-- OBJECTIVE --
Please change "with a single marker" to "with one point" throughout the records below, leaving every other part of them as it is.

Stored entries:
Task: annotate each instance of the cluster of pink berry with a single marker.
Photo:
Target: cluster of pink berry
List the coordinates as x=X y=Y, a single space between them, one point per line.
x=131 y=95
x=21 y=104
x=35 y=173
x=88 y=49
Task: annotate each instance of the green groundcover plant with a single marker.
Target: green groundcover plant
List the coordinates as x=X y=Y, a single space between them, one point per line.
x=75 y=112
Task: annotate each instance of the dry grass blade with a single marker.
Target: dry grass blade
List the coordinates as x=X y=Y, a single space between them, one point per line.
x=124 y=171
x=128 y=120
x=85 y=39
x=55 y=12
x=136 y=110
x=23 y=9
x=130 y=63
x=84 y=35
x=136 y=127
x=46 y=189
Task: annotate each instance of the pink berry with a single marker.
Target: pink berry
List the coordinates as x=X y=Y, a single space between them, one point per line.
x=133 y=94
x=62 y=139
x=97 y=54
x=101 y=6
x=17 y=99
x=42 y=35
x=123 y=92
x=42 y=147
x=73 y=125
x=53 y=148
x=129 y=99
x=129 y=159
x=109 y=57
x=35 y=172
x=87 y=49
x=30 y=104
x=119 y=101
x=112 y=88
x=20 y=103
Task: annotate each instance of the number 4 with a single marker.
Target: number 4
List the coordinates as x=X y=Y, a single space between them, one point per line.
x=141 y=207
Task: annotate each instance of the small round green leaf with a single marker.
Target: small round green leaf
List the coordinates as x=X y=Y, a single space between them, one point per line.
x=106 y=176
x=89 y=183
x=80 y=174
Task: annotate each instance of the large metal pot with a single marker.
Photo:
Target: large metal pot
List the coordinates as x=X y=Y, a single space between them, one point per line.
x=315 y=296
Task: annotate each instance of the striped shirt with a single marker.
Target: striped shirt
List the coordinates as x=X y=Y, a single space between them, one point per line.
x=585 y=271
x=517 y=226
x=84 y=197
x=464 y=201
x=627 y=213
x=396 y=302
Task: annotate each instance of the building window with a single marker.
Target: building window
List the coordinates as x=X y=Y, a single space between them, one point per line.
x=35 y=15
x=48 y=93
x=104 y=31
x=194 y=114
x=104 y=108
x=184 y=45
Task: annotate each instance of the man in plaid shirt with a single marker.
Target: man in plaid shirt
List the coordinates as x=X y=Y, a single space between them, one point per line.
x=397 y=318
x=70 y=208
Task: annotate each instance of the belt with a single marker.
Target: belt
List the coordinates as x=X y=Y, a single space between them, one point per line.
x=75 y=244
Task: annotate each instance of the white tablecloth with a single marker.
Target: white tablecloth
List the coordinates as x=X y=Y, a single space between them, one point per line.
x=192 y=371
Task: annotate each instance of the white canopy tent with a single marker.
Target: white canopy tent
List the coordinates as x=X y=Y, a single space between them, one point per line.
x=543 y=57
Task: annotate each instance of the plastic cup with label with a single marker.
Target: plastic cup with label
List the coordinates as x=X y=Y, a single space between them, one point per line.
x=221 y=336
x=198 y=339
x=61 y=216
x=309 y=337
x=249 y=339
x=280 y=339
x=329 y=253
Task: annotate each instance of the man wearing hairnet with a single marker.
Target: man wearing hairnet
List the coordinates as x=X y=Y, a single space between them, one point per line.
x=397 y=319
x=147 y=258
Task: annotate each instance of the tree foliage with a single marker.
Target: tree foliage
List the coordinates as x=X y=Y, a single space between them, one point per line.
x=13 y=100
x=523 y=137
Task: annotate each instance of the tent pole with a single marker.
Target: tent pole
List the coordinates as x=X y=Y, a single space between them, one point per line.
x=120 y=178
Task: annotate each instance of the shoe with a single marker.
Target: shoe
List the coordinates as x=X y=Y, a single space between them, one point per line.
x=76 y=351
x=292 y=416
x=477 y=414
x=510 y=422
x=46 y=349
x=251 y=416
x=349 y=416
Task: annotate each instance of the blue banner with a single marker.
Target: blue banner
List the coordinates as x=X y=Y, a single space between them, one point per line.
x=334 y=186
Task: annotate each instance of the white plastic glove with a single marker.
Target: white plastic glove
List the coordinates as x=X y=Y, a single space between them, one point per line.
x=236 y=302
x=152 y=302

-- CORRECT OUTPUT --
Task: annotate each instance of the cluster of pink berry with one point.
Photo:
Target: cluster of pink berry
List the coordinates as x=X y=Y, a single space between them, one point per line.
x=131 y=95
x=21 y=104
x=35 y=173
x=88 y=49
Task: annotate each instance of the green groundcover plant with one point.
Target: green groundcover plant
List the coordinates as x=X y=Y, a single space between them, one point per line.
x=75 y=112
Task: annotate each instance of the dry grass blade with one point.
Target: dry grass blade
List the coordinates as x=X y=Y, a single space between them, one point per line.
x=124 y=171
x=128 y=120
x=85 y=39
x=55 y=12
x=136 y=110
x=23 y=9
x=130 y=63
x=84 y=35
x=136 y=127
x=46 y=189
Task: annotate each instance of the pink berry with one point.
Target: pink berry
List the coordinates as x=X y=Y, a single space between them, one point per line.
x=133 y=94
x=62 y=139
x=97 y=54
x=101 y=6
x=17 y=99
x=42 y=35
x=123 y=92
x=42 y=147
x=73 y=125
x=53 y=148
x=129 y=99
x=129 y=159
x=109 y=57
x=35 y=172
x=87 y=49
x=30 y=104
x=119 y=101
x=112 y=88
x=20 y=103
Task: annotate each instance of the number 4 with one point.
Target: number 4
List the coordinates as x=X y=Y, a single space between them, one point per line.
x=141 y=207
Task: annotate each instance of the small round green leaf with one point.
Target: small round green leaf
List the coordinates as x=X y=Y, a single space between them, one point per line.
x=106 y=176
x=89 y=183
x=80 y=174
Task: annotate each instance of the large metal pot with one point.
Photo:
Target: large metal pot
List the coordinates as x=X y=Y, a single space between them, one point per line.
x=315 y=296
Task: annotate each instance of the striped shirt with one point.
Target: striped shirt
List the coordinates as x=X y=Y, a single space between them, one point per line.
x=585 y=271
x=517 y=226
x=84 y=197
x=464 y=201
x=627 y=213
x=396 y=302
Task: annotate each instance of the building window with one point.
Target: building window
List the coordinates as x=X y=Y, a single space between them, one point per line.
x=35 y=15
x=48 y=93
x=104 y=31
x=194 y=114
x=104 y=108
x=184 y=45
Task: annotate each instance of the man in plaid shirt with one point.
Target: man in plaid shirt
List the coordinates as x=X y=Y, a single space between them, one point per line.
x=397 y=318
x=70 y=208
Task: annotate each instance of the belt with one point.
Target: belt
List the coordinates as x=X y=Y, a single space between them, one point per line.
x=75 y=244
Task: annotate each instance of the white tablecloth with one point.
Target: white tablecloth
List the coordinates as x=X y=Y, a single space between them, one point per line.
x=192 y=371
Task: annotate each instance of the white canopy tent with one point.
Target: white canopy tent
List the coordinates as x=X y=Y, a single space between them, one point per line.
x=543 y=57
Task: annotate each instance of the plastic cup with label with one point.
Target: plastic cup with label
List the coordinates as x=X y=Y, a single space between them, one point per line.
x=221 y=336
x=198 y=339
x=61 y=216
x=309 y=337
x=249 y=339
x=280 y=339
x=329 y=253
Task: annotate each instance of the man wearing hairnet with one point.
Target: man wearing hairnet
List the coordinates as x=X y=Y, a single space between them, one point per line.
x=397 y=319
x=147 y=258
Task: annotate each instance of the tree foliage with one point.
Target: tree foliage
List the coordinates as x=X y=Y, a single space between them, one point per line.
x=13 y=100
x=523 y=137
Task: annotate each instance of the tent pole with one point.
Target: tent pole
List the coordinates as x=X y=Y, a single space between them, one point per line.
x=120 y=178
Task: annotate each instance of the shoe with one point.
Target: shoe
List the coordinates as x=X y=Y, a single space between them, one point per line.
x=76 y=351
x=292 y=416
x=477 y=414
x=510 y=422
x=46 y=349
x=251 y=416
x=349 y=416
Task: annotate each instance of the blue banner with one point.
Target: blue banner
List the coordinates as x=X y=Y, a single space between them, one point per line.
x=334 y=186
Task: annotate each instance of the white plastic glove with one point.
Target: white plastic glove
List the coordinates as x=X y=Y, a single space between them, one point per line.
x=236 y=302
x=152 y=302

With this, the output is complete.